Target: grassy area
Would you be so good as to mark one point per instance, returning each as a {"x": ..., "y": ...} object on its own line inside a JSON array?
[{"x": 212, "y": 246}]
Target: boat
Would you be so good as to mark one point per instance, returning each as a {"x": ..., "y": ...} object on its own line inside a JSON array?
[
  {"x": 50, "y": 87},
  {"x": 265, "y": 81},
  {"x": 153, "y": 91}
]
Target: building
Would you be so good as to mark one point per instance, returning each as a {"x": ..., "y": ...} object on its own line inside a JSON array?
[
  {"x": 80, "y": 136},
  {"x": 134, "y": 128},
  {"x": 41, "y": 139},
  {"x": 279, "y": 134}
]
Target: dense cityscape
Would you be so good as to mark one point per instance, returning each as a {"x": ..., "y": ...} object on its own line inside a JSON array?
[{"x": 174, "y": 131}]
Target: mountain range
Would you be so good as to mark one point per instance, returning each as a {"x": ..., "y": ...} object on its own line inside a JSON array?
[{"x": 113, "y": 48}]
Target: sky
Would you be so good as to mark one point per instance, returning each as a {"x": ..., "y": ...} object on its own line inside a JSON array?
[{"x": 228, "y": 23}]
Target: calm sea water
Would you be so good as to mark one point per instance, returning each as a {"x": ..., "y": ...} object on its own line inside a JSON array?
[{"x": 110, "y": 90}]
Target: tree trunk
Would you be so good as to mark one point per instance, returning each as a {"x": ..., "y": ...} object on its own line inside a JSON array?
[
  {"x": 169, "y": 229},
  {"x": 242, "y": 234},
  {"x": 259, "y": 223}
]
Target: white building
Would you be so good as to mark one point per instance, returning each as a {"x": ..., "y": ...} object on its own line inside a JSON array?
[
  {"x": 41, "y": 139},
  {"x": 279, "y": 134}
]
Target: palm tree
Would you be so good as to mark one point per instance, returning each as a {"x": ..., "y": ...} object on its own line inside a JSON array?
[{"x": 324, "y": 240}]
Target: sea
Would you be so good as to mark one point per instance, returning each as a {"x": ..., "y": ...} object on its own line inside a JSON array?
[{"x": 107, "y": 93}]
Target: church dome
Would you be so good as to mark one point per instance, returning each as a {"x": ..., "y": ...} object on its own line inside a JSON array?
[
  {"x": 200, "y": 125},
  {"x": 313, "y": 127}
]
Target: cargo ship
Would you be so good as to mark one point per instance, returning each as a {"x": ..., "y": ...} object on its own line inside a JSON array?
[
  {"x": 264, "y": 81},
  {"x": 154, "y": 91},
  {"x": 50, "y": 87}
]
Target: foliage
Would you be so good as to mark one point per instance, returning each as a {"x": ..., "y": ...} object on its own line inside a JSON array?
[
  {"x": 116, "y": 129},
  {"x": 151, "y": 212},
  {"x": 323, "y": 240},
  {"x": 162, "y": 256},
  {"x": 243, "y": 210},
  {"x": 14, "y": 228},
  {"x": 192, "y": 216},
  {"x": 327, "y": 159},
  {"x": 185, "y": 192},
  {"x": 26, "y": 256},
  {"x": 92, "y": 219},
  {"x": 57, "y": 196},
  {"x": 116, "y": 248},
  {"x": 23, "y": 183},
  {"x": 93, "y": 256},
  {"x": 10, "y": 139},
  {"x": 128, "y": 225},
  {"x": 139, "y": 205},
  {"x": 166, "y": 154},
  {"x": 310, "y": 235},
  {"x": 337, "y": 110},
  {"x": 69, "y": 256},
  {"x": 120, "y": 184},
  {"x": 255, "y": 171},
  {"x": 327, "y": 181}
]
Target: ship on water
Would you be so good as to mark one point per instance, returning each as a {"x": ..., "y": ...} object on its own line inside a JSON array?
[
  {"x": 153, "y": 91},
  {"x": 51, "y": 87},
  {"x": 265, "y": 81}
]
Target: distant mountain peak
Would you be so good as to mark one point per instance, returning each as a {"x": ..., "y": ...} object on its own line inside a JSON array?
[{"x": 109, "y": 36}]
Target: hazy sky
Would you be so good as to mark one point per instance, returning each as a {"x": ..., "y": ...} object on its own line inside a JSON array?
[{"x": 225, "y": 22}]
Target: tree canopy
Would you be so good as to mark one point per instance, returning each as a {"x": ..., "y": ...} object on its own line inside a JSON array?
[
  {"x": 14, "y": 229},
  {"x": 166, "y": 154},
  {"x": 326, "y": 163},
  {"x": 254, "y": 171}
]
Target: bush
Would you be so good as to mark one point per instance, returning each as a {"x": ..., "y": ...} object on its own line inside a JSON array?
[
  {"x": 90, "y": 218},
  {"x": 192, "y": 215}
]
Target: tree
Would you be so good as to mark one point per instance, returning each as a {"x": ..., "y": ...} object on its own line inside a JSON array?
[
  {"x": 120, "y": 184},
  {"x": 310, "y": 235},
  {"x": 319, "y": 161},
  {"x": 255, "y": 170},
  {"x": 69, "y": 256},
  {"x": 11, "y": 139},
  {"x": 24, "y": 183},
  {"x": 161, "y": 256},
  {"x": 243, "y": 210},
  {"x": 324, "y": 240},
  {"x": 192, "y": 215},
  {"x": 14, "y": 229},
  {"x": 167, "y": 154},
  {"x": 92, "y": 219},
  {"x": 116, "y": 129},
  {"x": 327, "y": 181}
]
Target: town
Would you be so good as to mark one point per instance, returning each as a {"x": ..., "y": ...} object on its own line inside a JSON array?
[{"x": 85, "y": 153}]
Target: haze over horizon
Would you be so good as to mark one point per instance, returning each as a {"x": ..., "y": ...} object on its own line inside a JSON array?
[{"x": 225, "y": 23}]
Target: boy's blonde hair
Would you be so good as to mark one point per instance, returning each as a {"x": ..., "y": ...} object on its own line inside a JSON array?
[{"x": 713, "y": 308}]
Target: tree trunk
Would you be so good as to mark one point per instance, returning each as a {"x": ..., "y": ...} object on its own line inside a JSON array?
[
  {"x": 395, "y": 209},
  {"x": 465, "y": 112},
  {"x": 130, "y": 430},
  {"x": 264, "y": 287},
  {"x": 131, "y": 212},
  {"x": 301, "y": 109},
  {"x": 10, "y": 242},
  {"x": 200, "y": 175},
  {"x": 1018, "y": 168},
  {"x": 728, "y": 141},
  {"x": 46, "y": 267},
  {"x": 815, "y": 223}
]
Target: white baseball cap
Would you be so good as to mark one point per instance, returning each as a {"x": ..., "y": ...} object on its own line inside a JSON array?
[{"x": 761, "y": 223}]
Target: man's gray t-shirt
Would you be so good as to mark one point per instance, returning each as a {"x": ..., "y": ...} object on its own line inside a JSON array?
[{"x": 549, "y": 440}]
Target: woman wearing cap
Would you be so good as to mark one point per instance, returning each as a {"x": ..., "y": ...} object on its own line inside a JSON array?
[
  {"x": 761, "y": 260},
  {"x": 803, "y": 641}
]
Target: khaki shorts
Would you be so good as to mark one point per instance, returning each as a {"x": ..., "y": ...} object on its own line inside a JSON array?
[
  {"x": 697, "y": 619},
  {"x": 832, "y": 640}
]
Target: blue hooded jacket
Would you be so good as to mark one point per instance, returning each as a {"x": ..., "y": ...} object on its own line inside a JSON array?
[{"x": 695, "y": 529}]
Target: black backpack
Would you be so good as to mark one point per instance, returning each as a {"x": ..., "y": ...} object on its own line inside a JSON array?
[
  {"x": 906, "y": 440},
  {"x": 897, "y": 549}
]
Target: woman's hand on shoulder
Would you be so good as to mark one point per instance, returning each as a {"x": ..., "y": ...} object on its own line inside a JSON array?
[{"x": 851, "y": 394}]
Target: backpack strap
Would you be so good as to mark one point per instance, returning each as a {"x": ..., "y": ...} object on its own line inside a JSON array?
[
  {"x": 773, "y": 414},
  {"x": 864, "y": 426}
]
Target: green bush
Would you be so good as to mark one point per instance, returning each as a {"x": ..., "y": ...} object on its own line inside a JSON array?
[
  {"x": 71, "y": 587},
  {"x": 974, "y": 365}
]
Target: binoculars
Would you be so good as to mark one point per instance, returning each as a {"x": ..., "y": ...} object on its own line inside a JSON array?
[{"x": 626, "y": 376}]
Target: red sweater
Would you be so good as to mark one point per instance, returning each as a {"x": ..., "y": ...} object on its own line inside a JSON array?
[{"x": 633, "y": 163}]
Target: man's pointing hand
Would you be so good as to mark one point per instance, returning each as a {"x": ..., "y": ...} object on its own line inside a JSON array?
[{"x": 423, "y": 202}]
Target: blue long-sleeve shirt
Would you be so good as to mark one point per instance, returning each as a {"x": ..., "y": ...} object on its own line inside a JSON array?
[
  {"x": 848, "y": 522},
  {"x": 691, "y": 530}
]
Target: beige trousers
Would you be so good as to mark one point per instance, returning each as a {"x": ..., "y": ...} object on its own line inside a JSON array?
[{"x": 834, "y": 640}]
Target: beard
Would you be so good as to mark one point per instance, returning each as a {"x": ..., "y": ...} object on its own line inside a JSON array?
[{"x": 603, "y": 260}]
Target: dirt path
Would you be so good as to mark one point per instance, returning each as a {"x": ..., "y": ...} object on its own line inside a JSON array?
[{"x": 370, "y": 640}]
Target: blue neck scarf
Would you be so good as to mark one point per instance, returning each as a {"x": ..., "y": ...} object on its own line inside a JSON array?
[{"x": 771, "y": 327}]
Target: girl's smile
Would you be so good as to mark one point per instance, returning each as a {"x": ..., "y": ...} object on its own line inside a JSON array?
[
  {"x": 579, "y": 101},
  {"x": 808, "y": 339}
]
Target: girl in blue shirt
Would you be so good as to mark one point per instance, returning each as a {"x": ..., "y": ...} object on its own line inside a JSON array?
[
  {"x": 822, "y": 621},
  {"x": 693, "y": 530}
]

● ● ● ● ●

### WHAT THE TASK REQUIRES
Retype the listing from the line with "Target: red sweater" through the end of the listing, keeping every line identical.

### SOLUTION
Target: red sweater
Would you be so good as to mark one point per instance, returning each as a {"x": ..., "y": ...} object on its own line inside a JSON array?
[{"x": 633, "y": 163}]
Target: man's pointing hand
Would you be so good as to mark one point per instance, returning each as a {"x": ..., "y": ...} object on its own line inside a JSON array?
[{"x": 423, "y": 202}]
Target: blue long-sleeve shirt
Would you be so good as to mark one point per instance, returning each as a {"x": ..., "y": ...} object on its own line inside a JSON array?
[
  {"x": 848, "y": 522},
  {"x": 691, "y": 530}
]
Target: beige trousers
Would you be so good as to mark one point per instance, returning each as a {"x": ..., "y": ...} object on its own line inside a JSON array?
[{"x": 834, "y": 640}]
Target: beard
Would you be so good as to mark one point per instance, returning each as a {"x": ..., "y": ...} object on its own line inside a JSON array?
[{"x": 603, "y": 260}]
Target: dirt path
Would you be so good as to mark one point per instance, returning each as a {"x": ..., "y": ...} object on its own line inside a JSON array?
[{"x": 370, "y": 640}]
Target: blue neck scarf
Would you be so good as to mark one point per instance, returning each as a {"x": ..., "y": ...} object on its own line inside a JSON array?
[{"x": 771, "y": 327}]
Target: girl's smile
Would you be so good as to mark one point per instance, returning each as a {"x": ..., "y": ...} object on its own line inside a JSON array?
[
  {"x": 579, "y": 101},
  {"x": 808, "y": 339}
]
Target: girl in blue shirt
Would you be so good as to mark one point per instance, returning each as a {"x": ..., "y": ...} object on its own line inside a JSON array?
[
  {"x": 822, "y": 621},
  {"x": 693, "y": 530}
]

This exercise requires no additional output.